SELECTION:
The Eagle and the Gull
Black-legged Kittiwake (Norway) and Steller’s Sea-Eagle (Japan) © Christoph Moning (each used by permission)
Eagles are easy. It would be a breeze for me to rave about the eagle, the Steller’s Sea-Eagle, arguably the most famous bird in the world right now, whose gigantic beak glows like gold and whose eight-foot wingspan makes a Bald Eagle look diminutive by comparison.
The eagle has flown to the U.S. from as far as Russia, making appearances along the way in Alaska, Texas, eastern Canada and New England, most recently the coast of Maine, where I saw it last week. Its presence is not exactly on par with a visit from a Siberian Tiger, for example, but you get the idea.
The gull, a Black-legged Kittiwake, has no social media presence or legions of besotted followers. Nor are you likely to see a kittiwake unless you live at sea or along arctic shorelines around the world (a breeding distribution that goes by the beautiful word “circumpolar”).
The only place a Black-legged Kittiwake and a Steller’s Sea-Eagle might routinely meet up would be somewhere over the Bering Sea or the seas of Japan and Okhotsk — or, for the time being, here in the Gulf of Maine, where my own encounter with the gull was sublime.
But before you yourself decide on my experiences with these two species, I offer you a reflection on the skill, aesthetic and odd sociology manifest in the act of chasing and watching birds.
Wherever it has landed and been found, the Steller’s Sea-Eagle has triggered a stampede of birders …
Birdwatching of course embodies more than the sum of a bird’s parts and character — more than feathers, flight, song and grace. Birding is about our being with birds somewhere in nature. It is also a display of human nature: materialism, competition, camaraderie, joy.

Recorded data:
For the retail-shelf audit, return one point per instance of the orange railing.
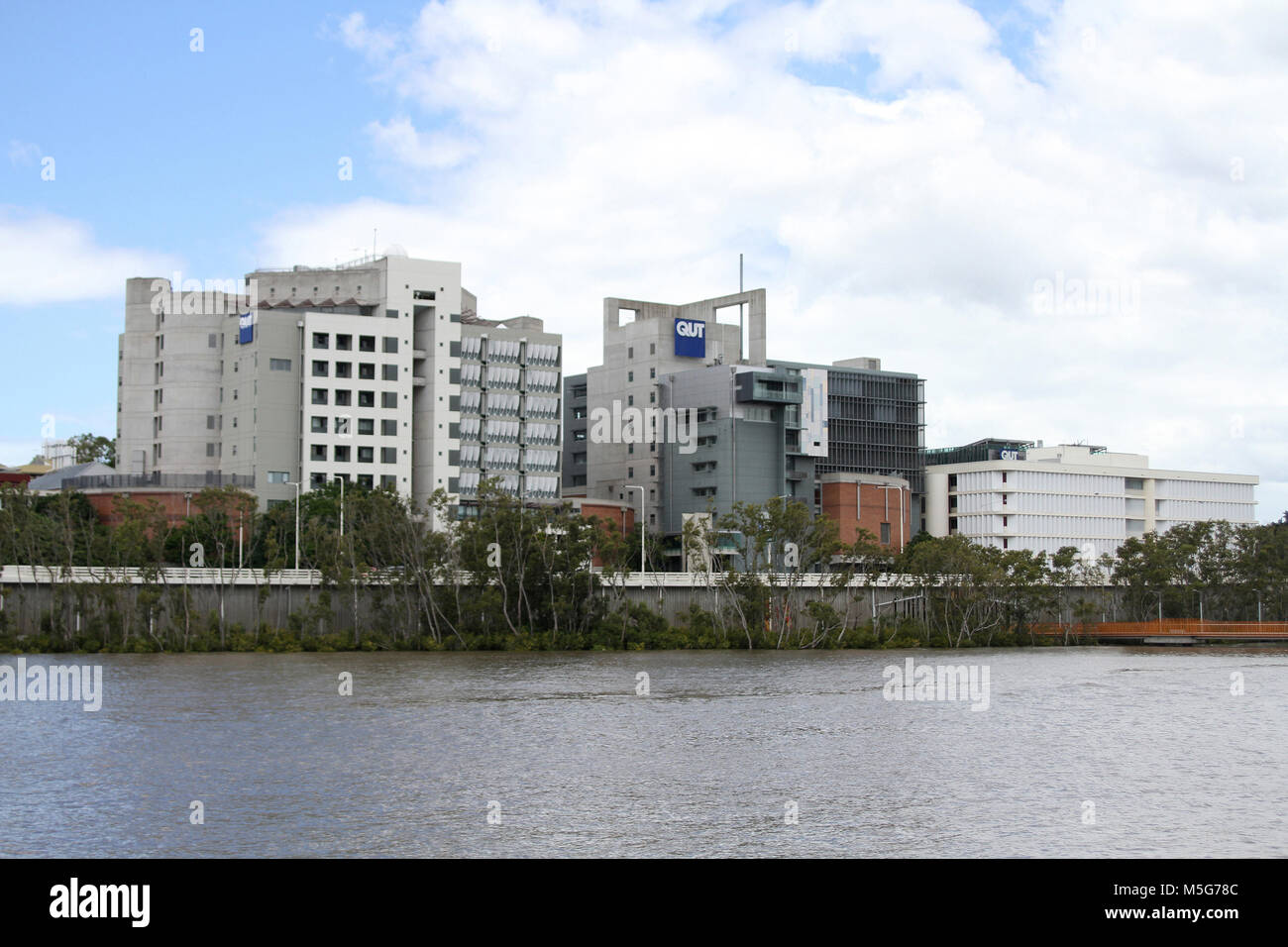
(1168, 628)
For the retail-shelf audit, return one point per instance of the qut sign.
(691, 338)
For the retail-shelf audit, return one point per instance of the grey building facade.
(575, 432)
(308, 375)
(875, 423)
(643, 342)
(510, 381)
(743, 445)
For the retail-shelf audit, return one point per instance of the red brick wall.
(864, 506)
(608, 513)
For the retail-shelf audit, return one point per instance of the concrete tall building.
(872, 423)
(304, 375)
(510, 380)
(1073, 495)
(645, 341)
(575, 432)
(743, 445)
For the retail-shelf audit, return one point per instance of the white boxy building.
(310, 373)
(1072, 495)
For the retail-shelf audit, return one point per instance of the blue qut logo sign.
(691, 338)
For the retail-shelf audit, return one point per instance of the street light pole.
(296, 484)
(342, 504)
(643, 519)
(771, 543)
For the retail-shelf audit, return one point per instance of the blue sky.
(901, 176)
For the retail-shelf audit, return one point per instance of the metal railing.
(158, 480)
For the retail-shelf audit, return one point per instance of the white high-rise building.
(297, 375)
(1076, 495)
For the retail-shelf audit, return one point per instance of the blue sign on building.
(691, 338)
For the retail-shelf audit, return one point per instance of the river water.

CHALLENGE:
Decide whether each of these statements agrees with the piece on the eagle and the gull, and answer yes or no with the deciding words from that piece quoted exactly: (a) the Steller’s Sea-Eagle has a wingspan of eight feet; (b) the writer saw the Steller’s Sea-Eagle in Texas; (c) the Black-legged Kittiwake has a large following on social media.

OUTPUT BELOW:
(a) Yes: "whose eight-foot wingspan makes a Bald Eagle look diminutive by comparison"
(b) No: "most recently the coast of Maine, where I saw it last week"
(c) No: "has no social media presence or legions of besotted followers"